Aim:
Can you convert the lines between the one holding "One point belongs to each instance of the gas" and the one holding "[[265, 291], [382, 193]]", inclusive, into a JSON list of strings, one string per line, with blank lines and the pictures left out?

○ ○ ○ ○ ○

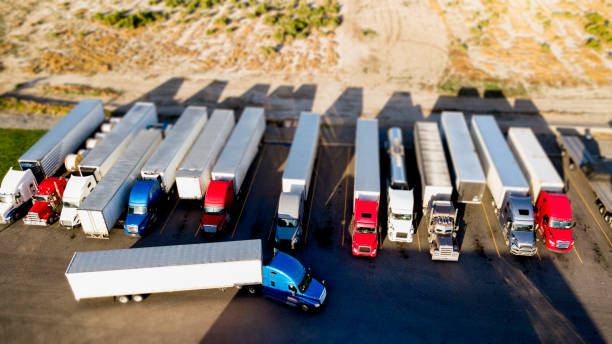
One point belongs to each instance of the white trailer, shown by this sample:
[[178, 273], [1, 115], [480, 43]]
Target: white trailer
[[101, 158], [101, 210], [470, 181], [138, 271], [503, 173], [193, 175], [241, 148], [532, 159], [367, 161], [165, 161], [296, 179], [431, 162], [47, 155]]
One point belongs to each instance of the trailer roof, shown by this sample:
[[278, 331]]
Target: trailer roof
[[145, 141], [367, 162], [507, 167], [189, 124], [431, 153], [161, 256], [54, 136], [303, 147], [461, 148], [538, 164]]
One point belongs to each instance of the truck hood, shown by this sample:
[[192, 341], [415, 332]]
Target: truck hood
[[364, 239]]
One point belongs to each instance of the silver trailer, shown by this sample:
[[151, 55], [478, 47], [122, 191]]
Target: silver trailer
[[431, 162], [137, 271], [367, 161], [241, 148], [470, 181], [103, 207], [103, 156], [534, 162], [595, 170], [47, 155], [296, 180], [193, 175], [507, 185], [165, 161]]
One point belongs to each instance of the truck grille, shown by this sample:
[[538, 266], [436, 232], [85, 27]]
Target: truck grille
[[562, 244], [364, 249]]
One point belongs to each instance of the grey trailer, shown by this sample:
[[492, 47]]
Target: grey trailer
[[470, 181], [99, 161], [193, 176], [165, 161], [47, 155], [103, 207]]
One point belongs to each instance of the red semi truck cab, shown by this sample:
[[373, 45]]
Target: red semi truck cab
[[553, 218], [217, 204], [365, 228], [47, 202]]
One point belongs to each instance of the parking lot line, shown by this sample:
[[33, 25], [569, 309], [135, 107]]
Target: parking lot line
[[169, 216], [348, 156], [314, 190], [593, 215], [263, 151], [490, 229], [577, 255]]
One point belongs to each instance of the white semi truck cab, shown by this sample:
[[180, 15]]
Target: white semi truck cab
[[76, 190], [16, 193], [400, 200]]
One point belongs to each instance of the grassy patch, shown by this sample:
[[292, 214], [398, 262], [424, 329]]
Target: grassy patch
[[12, 104], [123, 19], [13, 143]]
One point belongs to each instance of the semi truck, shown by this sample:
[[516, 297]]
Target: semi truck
[[231, 169], [436, 192], [470, 181], [400, 198], [507, 184], [101, 158], [47, 155], [132, 273], [193, 176], [595, 170], [77, 189], [296, 181], [366, 191], [103, 207], [158, 174], [47, 202], [16, 193], [552, 208]]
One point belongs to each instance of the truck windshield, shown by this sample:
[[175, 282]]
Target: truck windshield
[[213, 210], [137, 210], [6, 198], [560, 224], [288, 223], [41, 198], [405, 217], [365, 230], [524, 228], [303, 286]]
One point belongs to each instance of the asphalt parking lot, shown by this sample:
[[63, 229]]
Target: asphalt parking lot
[[400, 296]]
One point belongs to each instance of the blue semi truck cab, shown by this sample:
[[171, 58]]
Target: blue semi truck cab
[[143, 206], [286, 280]]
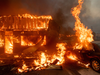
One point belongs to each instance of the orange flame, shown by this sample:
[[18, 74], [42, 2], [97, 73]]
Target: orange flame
[[84, 35], [27, 22]]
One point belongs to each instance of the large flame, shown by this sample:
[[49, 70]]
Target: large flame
[[84, 35], [45, 60], [26, 22]]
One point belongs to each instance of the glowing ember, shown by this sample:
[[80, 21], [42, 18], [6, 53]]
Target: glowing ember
[[84, 35], [26, 22], [61, 52], [44, 41], [72, 57], [8, 44], [24, 68]]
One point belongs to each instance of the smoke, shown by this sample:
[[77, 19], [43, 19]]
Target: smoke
[[90, 14], [11, 7]]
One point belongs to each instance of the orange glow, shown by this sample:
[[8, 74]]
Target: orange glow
[[8, 44], [84, 34], [24, 68], [45, 60], [1, 41], [27, 22], [72, 56], [44, 41]]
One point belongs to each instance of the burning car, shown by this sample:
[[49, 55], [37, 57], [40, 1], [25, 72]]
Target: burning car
[[85, 57]]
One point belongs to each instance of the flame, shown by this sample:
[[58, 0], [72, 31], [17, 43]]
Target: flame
[[8, 45], [44, 41], [71, 56], [26, 22], [84, 35], [1, 41], [24, 68], [44, 60]]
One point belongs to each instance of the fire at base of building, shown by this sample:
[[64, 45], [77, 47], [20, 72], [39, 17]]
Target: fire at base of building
[[21, 31]]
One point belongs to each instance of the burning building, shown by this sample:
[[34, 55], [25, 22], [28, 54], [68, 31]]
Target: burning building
[[21, 31]]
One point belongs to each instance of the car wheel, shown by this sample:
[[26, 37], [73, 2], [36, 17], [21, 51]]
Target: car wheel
[[95, 64]]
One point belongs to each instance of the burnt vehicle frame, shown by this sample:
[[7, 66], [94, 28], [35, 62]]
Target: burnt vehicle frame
[[86, 56]]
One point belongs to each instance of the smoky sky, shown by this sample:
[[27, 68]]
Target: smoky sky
[[60, 10]]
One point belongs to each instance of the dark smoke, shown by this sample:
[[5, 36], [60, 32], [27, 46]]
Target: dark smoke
[[90, 14]]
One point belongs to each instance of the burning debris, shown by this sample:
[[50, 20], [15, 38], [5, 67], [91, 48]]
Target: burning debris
[[84, 35], [25, 33]]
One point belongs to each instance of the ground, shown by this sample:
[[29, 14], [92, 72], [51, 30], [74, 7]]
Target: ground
[[67, 70]]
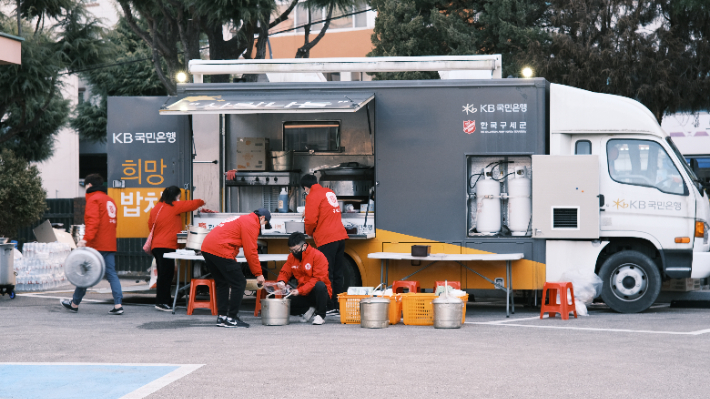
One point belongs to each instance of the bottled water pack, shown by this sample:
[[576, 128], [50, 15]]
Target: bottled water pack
[[40, 267]]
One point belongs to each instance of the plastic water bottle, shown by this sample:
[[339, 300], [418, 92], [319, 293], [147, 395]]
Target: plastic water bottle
[[283, 200]]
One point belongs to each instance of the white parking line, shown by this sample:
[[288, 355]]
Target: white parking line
[[699, 332]]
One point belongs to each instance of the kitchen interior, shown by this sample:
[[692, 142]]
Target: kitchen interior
[[272, 151]]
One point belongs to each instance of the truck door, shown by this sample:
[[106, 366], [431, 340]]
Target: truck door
[[644, 192], [565, 196]]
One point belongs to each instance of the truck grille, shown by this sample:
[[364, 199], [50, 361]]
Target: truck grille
[[565, 218]]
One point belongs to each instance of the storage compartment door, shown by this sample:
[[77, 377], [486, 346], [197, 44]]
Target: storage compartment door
[[565, 196]]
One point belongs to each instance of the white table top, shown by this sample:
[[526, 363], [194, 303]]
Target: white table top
[[240, 257], [445, 257]]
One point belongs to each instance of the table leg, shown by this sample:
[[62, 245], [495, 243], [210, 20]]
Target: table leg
[[382, 271], [512, 294], [177, 284], [507, 289]]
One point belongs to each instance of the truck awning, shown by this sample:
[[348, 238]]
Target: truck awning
[[266, 102]]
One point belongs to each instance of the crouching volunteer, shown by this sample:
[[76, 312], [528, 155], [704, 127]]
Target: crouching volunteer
[[323, 222], [220, 248], [310, 267]]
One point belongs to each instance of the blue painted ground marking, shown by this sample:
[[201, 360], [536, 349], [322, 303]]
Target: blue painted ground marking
[[77, 381]]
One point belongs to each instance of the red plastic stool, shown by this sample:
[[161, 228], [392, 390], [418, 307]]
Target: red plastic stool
[[194, 304], [563, 308], [399, 286], [455, 284], [261, 294]]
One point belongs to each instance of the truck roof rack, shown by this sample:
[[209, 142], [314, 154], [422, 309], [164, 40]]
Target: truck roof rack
[[448, 63]]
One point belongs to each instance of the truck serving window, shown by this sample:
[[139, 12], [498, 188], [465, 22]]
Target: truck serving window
[[312, 136], [643, 163]]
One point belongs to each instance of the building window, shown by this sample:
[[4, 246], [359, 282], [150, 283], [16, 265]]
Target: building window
[[312, 136]]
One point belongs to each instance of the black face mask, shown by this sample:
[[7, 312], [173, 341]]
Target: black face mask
[[298, 255]]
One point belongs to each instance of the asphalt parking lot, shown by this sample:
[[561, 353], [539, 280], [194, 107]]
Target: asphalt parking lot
[[657, 354]]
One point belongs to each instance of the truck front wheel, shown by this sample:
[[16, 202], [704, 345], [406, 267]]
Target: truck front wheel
[[631, 282]]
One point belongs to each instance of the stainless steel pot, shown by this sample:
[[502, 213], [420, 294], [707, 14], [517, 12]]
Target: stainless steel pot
[[294, 226], [7, 260], [448, 311], [374, 312], [195, 236], [275, 311]]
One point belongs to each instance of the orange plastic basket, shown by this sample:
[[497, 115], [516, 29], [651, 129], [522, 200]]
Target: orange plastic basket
[[350, 308], [418, 310], [395, 309]]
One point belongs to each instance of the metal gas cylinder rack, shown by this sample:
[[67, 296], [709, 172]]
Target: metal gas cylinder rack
[[498, 195]]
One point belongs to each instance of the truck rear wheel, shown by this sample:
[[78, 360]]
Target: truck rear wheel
[[631, 282]]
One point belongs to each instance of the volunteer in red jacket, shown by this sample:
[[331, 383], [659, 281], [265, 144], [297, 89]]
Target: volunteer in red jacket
[[220, 248], [310, 267], [166, 217], [324, 224], [99, 234]]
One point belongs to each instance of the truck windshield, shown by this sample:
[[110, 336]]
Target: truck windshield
[[687, 168]]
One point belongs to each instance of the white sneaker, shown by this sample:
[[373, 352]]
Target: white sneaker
[[307, 316]]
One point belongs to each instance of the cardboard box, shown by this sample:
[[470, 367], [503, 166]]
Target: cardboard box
[[682, 284], [252, 153]]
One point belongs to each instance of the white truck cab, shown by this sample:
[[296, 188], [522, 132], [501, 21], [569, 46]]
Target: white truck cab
[[653, 214]]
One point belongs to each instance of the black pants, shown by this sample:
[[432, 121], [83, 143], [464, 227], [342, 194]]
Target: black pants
[[318, 298], [226, 274], [166, 272], [335, 253]]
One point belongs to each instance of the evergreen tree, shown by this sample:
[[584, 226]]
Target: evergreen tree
[[21, 193], [129, 72], [62, 38]]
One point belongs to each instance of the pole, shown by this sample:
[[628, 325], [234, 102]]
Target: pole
[[19, 21]]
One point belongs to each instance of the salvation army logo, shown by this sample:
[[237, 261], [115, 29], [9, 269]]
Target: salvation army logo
[[332, 199], [111, 209], [469, 127]]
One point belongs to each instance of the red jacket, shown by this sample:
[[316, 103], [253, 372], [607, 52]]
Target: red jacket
[[169, 222], [312, 269], [323, 220], [100, 222], [227, 237]]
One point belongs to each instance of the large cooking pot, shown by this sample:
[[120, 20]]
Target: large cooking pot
[[448, 310], [349, 179], [195, 236], [275, 311]]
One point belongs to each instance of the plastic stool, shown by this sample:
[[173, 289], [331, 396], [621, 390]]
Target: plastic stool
[[399, 286], [261, 294], [454, 284], [194, 304], [563, 308]]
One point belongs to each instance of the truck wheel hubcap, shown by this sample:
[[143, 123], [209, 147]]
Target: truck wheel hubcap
[[628, 282]]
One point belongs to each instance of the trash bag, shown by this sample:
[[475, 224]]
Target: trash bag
[[587, 286]]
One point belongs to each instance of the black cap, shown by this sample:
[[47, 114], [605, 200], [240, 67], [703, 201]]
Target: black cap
[[264, 212]]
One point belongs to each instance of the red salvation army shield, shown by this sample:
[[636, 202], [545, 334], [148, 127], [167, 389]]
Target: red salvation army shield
[[469, 127]]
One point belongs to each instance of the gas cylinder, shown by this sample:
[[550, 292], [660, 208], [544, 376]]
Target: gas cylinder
[[519, 202], [488, 217]]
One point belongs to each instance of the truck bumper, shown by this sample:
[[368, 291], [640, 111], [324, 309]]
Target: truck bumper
[[701, 265]]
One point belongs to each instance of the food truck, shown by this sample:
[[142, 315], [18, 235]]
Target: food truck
[[572, 179]]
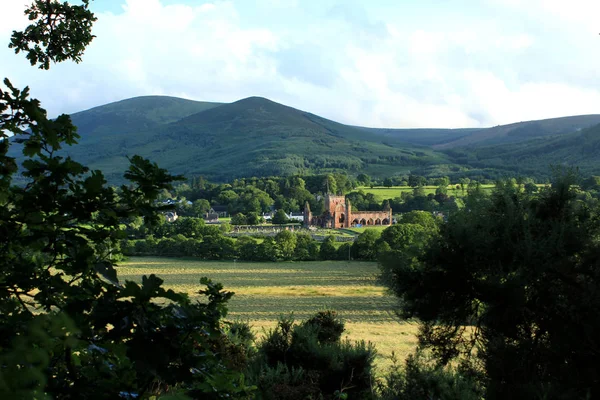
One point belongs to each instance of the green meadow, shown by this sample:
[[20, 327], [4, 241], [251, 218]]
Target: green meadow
[[265, 291], [382, 193]]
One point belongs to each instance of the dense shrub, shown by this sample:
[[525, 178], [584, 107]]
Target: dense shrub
[[309, 359]]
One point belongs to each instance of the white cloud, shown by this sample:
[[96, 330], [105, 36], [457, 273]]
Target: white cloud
[[396, 70]]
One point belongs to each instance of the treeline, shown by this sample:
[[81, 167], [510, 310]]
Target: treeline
[[191, 237], [254, 196]]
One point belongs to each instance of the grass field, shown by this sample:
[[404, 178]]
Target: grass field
[[382, 193], [264, 291]]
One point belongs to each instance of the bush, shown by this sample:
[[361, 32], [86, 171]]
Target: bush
[[422, 379], [299, 359]]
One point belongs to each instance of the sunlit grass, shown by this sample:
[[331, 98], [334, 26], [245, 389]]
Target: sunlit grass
[[266, 291]]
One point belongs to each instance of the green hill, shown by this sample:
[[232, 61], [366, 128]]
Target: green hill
[[258, 137], [521, 131], [251, 137], [534, 157]]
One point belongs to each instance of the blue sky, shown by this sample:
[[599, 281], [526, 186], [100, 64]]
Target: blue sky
[[379, 63]]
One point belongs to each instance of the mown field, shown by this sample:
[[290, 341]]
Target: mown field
[[264, 291]]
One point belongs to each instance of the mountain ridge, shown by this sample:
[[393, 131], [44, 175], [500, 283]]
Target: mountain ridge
[[255, 136]]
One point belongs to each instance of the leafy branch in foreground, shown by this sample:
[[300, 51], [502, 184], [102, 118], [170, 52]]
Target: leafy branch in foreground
[[68, 327]]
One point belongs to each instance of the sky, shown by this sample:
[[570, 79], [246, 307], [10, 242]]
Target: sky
[[378, 63]]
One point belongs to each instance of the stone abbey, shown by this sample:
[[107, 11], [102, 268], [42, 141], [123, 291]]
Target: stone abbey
[[339, 214]]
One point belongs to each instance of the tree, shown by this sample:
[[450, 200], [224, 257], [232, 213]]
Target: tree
[[286, 241], [516, 278], [327, 250], [200, 207], [364, 179], [69, 328], [254, 218], [280, 218], [239, 219]]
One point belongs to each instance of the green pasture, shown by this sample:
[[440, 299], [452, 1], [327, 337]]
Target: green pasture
[[264, 291], [382, 193]]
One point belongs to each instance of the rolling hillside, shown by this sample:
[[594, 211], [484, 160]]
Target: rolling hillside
[[578, 149], [258, 137], [250, 137], [521, 132]]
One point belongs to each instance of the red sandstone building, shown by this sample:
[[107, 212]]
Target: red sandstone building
[[339, 214]]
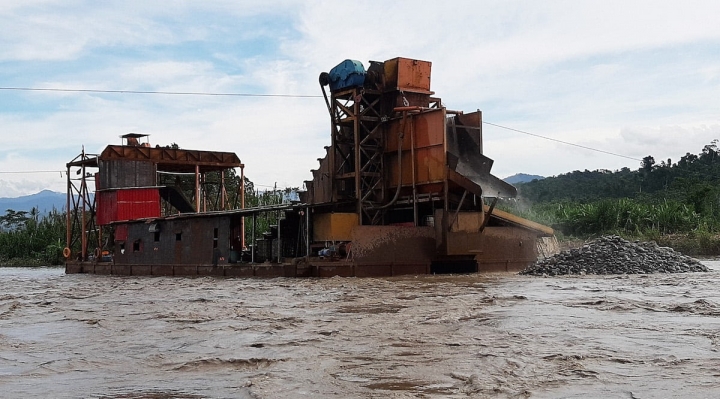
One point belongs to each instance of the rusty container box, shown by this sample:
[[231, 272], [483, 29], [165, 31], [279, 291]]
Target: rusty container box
[[334, 226], [127, 204], [407, 75]]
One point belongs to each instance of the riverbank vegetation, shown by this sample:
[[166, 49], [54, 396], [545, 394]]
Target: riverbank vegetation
[[675, 204]]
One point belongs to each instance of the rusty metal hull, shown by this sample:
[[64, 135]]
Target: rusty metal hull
[[316, 268]]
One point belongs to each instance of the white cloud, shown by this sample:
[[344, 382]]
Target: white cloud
[[634, 78]]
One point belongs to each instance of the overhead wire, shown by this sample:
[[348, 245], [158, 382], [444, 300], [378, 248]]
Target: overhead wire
[[562, 142], [176, 93], [46, 89]]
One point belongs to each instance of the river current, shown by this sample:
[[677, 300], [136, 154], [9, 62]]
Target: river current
[[468, 336]]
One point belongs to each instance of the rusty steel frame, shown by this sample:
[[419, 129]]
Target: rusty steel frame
[[81, 229], [357, 151]]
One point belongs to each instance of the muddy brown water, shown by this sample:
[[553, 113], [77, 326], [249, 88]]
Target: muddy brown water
[[492, 335]]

○ ○ ○ ○ ○

Answer to the exercise:
[
  "One point belongs to each instance of the gas cylinder, shown by this sample:",
  "[[550, 292], [660, 208], [544, 376]]",
  "Target: gas cylinder",
  "[[519, 202], [488, 217]]",
  "One point belongs to each instance of the truck bumper, shown by this sample:",
  "[[368, 291], [640, 111], [324, 309]]",
  "Target: truck bumper",
  "[[701, 265]]",
  "One point belongs to each instance of the food truck, shown by this sample:",
  "[[142, 315], [18, 235]]",
  "Target: food truck",
  "[[572, 179]]",
  "One point belongs to each instance of the green meadow, shown by this sample:",
  "[[20, 327], [4, 241], [251, 218]]",
  "Target: green meadow",
  "[[265, 291], [382, 193]]"
]